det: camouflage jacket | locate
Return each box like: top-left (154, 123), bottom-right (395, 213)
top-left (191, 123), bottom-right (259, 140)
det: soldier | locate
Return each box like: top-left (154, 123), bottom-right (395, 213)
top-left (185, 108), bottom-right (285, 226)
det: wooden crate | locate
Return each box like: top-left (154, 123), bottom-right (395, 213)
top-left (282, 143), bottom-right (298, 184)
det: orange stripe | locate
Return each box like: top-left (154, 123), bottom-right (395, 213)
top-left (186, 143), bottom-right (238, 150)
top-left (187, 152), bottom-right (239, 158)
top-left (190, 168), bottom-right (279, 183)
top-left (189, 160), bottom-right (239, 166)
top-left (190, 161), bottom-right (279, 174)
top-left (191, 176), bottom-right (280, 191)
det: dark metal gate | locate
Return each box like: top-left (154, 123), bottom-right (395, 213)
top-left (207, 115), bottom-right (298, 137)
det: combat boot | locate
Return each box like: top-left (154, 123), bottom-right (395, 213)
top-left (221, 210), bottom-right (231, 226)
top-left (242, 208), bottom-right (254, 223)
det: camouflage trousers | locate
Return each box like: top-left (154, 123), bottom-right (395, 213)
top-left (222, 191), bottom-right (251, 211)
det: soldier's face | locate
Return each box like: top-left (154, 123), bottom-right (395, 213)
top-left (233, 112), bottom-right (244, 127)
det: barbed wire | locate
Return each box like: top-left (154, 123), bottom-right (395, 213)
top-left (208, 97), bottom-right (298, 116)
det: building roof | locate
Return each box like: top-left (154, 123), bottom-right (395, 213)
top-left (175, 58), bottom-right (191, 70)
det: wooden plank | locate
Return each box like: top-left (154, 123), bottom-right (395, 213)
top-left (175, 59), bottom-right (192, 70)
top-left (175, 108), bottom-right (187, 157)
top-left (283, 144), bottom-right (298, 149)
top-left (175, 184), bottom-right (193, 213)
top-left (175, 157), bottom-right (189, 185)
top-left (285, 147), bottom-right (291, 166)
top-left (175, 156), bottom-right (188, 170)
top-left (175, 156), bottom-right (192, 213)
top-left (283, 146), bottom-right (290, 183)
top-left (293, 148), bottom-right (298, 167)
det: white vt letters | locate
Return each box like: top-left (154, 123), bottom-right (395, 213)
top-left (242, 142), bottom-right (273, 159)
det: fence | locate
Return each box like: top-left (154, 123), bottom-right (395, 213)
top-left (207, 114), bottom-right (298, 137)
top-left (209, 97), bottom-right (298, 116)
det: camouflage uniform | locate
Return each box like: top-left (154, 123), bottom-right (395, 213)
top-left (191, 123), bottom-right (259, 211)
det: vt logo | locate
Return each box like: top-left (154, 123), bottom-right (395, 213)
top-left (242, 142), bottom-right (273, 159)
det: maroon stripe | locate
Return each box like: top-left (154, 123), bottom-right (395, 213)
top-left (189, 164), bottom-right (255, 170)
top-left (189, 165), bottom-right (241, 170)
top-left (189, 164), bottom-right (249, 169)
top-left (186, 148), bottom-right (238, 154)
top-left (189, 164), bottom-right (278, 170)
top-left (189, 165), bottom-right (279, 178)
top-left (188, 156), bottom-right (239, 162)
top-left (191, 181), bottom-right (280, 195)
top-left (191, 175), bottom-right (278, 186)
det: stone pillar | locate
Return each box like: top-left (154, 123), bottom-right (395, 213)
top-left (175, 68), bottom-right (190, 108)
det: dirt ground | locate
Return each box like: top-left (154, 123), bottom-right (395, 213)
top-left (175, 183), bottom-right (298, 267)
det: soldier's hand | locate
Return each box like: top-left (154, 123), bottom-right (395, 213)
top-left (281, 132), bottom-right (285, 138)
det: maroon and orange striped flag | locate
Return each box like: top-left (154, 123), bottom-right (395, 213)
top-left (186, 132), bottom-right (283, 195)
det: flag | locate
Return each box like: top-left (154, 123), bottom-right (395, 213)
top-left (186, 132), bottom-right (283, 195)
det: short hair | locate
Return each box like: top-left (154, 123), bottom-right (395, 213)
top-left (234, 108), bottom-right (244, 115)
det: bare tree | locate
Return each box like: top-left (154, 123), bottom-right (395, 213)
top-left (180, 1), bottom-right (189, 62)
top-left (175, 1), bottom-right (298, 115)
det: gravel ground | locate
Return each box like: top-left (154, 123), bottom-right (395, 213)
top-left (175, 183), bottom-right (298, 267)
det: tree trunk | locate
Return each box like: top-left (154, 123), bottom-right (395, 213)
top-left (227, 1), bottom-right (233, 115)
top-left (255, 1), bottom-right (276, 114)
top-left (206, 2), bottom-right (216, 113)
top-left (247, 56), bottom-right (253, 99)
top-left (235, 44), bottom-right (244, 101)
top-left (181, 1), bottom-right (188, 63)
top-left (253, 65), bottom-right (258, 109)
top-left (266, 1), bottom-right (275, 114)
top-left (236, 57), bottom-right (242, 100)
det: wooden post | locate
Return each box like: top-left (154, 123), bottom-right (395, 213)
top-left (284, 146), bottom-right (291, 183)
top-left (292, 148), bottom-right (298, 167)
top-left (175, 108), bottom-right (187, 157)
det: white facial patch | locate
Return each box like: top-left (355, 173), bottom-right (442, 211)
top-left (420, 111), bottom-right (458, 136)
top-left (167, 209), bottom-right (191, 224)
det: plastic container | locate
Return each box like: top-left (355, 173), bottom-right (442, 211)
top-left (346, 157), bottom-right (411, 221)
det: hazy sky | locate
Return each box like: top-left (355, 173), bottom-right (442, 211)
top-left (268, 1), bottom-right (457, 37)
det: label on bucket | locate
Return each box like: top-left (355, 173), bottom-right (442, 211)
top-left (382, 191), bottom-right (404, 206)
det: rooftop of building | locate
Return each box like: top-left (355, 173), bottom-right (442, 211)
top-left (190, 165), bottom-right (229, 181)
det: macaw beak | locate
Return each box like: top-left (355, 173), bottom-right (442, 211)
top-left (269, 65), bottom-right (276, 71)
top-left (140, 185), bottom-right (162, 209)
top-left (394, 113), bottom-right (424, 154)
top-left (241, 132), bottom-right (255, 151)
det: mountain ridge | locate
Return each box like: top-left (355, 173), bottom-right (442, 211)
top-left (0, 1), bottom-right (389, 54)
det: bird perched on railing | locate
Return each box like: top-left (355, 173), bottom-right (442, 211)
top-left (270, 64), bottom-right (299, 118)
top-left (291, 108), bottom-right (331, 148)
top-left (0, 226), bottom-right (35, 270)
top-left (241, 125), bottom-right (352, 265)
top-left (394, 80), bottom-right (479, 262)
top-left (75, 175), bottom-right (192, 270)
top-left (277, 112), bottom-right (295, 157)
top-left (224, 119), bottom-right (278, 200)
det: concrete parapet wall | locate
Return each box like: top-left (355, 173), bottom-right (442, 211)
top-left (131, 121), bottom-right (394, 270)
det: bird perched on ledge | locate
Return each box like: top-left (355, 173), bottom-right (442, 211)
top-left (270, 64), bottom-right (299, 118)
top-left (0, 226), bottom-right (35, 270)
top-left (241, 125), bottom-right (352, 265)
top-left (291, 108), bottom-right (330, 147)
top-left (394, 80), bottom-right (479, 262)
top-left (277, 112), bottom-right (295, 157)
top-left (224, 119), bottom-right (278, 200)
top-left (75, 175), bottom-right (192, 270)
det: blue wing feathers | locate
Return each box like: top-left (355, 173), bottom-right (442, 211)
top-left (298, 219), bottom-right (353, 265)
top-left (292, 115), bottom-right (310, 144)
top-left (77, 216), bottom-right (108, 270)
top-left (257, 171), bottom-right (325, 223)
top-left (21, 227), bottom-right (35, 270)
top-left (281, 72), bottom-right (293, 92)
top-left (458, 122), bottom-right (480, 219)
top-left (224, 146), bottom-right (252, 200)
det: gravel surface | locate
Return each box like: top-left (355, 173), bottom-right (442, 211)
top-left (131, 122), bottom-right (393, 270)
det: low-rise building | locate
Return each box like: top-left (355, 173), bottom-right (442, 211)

☆ ☆ ☆ ☆ ☆

Starting at the line above that contains "det: mountain ridge | locate", write out each line exactly until the line that contains "det: bird perched on railing | locate" has been written, and stop there.

det: mountain ridge | locate
Return each box like: top-left (355, 173), bottom-right (442, 211)
top-left (0, 1), bottom-right (389, 54)
det: bird perched on railing | locate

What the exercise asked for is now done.